▶ _Text shown_:
= Austral Launch Vehicle =

Space vehicle proposal

The Austral Launch Vehicle (ALV) is a concept for a re-usable launch vehicle first stage. It would use fly-back UAV boosters to reduce overall launch costs.

==Proponents==
The ALV concept is being developed by Heliaq Advanced Engineering and the University of Queensland from Brisbane, Queensland (Australia). Additional involvement is from the United Kingdom, France and South Africa.

==System==

===First stage===
The ALV system uses between one and six boosters connected to a core. The boosters each have a V-tail system that, on launch, act as stabilising fins; during the return flight and landing, the V-tail provides directional control. After first stage separation, the boosters coast (ballistic cruise). After re-entry, at around 350 km down range, the wings deploy and the boosters manoeuvre for return flight to the launch site, using a deployable propeller driven by an engine, acting as a large UAV.

▶ _Problem set_:
A. In the Austral Launch Vehicle article, rewrite the passage starting with "The Austral Launch" and going on through "and South Africa.", swapping "re-usable" for "reusable".
B. Extend the Austral Launch Vehicle article with the next few sentences.

▶ _Records supplied_:
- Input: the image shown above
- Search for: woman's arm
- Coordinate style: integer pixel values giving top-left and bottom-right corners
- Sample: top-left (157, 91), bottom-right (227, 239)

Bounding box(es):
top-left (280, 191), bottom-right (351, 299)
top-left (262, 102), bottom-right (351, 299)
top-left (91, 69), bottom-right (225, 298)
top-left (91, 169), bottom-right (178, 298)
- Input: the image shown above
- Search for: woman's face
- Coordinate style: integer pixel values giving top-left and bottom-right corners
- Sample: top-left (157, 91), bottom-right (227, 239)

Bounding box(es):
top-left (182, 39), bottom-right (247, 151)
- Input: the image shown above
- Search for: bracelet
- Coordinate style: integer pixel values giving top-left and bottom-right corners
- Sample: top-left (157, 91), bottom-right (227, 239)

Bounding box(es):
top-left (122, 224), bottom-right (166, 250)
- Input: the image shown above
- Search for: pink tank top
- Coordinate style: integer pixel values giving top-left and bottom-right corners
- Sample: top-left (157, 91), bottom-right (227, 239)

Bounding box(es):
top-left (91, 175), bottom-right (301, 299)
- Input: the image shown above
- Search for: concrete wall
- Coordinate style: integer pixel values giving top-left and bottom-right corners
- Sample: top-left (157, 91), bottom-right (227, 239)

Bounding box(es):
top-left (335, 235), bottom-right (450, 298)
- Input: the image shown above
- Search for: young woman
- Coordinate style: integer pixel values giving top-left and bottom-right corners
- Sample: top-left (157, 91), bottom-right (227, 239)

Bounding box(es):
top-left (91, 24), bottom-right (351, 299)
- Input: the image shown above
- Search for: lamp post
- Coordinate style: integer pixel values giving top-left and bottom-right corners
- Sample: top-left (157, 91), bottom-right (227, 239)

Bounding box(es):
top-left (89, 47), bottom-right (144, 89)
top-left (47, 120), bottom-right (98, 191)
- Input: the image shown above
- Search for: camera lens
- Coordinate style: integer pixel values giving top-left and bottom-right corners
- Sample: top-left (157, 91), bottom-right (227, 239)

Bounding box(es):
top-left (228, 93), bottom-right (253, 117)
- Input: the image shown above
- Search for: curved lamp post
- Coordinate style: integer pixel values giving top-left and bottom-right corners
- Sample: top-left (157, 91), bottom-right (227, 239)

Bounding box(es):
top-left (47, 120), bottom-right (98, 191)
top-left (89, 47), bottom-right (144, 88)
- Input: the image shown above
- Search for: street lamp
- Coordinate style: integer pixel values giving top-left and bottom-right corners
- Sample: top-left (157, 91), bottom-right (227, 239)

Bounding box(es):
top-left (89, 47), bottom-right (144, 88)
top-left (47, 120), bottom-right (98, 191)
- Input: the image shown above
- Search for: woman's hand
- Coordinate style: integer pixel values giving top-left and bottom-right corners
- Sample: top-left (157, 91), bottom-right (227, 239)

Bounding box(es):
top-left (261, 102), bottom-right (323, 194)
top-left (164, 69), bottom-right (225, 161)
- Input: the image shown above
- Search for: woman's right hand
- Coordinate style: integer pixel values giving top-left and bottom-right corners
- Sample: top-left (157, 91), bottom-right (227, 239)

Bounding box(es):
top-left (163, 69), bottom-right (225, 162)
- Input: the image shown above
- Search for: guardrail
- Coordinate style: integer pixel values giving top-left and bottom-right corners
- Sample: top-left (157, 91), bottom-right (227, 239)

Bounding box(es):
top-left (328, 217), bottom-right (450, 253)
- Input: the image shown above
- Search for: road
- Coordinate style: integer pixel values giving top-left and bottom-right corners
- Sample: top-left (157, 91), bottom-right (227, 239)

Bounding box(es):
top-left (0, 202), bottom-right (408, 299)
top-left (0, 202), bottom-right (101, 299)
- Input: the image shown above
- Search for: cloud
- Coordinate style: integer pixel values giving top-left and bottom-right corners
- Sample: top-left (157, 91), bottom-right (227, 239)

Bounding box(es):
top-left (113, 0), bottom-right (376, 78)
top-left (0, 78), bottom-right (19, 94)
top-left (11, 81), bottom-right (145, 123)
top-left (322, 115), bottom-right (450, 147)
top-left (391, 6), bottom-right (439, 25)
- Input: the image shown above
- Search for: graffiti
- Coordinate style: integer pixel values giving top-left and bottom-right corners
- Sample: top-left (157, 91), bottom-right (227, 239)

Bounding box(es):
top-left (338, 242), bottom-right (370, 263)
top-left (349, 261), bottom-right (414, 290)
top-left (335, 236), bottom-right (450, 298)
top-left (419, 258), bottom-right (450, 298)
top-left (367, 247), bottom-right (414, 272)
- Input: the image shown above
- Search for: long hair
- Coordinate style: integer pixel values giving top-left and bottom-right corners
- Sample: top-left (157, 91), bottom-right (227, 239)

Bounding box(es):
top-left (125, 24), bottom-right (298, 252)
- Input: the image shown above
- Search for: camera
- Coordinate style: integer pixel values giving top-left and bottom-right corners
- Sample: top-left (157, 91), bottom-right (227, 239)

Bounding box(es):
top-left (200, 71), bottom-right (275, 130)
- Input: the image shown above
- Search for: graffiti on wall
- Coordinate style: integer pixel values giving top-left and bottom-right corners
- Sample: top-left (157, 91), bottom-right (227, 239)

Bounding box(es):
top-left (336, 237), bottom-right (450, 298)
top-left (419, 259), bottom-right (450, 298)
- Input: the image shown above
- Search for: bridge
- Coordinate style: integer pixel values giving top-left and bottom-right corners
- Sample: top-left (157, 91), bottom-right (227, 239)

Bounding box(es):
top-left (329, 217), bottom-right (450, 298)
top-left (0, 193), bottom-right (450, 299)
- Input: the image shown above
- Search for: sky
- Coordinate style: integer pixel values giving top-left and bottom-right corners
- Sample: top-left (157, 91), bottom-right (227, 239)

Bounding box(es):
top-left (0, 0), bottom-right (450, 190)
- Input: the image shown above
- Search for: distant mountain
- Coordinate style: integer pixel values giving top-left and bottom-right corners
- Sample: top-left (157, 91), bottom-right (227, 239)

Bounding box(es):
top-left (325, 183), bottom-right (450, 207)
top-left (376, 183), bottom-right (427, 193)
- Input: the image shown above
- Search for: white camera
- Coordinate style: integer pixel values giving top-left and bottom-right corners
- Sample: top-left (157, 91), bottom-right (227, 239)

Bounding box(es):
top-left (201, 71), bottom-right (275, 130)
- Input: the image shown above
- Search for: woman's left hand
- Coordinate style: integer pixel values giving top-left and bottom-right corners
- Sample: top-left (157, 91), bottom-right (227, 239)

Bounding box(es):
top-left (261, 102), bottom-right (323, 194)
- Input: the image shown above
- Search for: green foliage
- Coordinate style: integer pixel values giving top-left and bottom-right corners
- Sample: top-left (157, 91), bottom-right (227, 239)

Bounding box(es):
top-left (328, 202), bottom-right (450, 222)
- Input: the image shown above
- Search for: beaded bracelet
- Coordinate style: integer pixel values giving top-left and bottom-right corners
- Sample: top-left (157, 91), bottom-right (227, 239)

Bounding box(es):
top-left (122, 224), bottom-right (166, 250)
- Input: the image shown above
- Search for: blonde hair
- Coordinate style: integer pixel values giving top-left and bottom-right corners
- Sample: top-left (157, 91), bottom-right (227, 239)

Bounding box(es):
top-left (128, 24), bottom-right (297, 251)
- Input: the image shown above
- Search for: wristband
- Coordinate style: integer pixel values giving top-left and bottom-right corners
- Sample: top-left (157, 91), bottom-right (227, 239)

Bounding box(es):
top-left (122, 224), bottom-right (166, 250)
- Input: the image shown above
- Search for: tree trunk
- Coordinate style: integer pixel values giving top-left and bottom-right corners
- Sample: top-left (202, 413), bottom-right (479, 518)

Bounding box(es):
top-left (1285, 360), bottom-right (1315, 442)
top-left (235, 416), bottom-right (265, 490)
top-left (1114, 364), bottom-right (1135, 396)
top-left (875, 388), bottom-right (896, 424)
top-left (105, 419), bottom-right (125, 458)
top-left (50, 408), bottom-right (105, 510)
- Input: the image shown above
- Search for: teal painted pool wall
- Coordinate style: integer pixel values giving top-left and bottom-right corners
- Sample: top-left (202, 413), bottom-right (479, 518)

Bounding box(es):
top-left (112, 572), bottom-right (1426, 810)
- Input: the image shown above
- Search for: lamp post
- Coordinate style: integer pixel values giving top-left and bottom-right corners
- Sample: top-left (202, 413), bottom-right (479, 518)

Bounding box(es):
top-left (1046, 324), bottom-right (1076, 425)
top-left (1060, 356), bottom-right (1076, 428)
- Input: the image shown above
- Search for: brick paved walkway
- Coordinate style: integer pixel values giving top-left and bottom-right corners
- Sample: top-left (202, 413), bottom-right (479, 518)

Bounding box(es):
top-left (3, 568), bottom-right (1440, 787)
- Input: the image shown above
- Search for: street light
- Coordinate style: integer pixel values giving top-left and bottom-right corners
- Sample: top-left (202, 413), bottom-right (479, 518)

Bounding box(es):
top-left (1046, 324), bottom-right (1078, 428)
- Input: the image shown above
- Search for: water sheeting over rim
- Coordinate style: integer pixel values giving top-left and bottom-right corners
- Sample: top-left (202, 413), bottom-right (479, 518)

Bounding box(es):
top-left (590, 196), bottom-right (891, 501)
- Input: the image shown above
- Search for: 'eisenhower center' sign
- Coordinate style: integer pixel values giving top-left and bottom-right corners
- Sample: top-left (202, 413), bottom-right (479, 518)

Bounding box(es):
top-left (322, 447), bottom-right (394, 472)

▶ _Responses per task_:
A.
The Austral Launch Vehicle (ALV) is a concept for a reusable launch vehicle first stage. It would use fly-back UAV boosters to reduce overall launch costs.

==Proponents==
The ALV concept is being developed by Heliaq Advanced Engineering and the University of Queensland from Brisbane, Queensland (Australia). Additional involvement is from the United Kingdom, France and South Africa.

B.
===Second stage===
The SPARTAN Second Stage core flies on after First Stage booster separation, with the stack. The core separates and returns to the atmosphere and Earth and is not recovered.

===Third stage===
After fairing separation, the Third Stage and Payload fly to orbit. Payload separation is as required for the mission. Third Stage deorbits and burns up on entry.

==Testing==
Flight tests were scheduled for late in 2015. The first successful flight of the ALV was completed on 23 December 2015.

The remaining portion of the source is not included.